### TASK TO CARRY OUT
Please copy the items below word for word, with every line unchanged.

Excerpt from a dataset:
-.-.-

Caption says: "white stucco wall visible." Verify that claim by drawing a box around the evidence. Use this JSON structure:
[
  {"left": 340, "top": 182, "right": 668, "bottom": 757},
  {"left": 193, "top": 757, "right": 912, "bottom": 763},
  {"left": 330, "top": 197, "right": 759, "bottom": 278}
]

-.-.-

### WRITTEN ANSWER
Caption says: "white stucco wall visible." Verify that claim by drawing a box around the evidence. Use this JSON structure:
[
  {"left": 340, "top": 182, "right": 668, "bottom": 757},
  {"left": 193, "top": 757, "right": 912, "bottom": 763},
  {"left": 330, "top": 197, "right": 759, "bottom": 278}
]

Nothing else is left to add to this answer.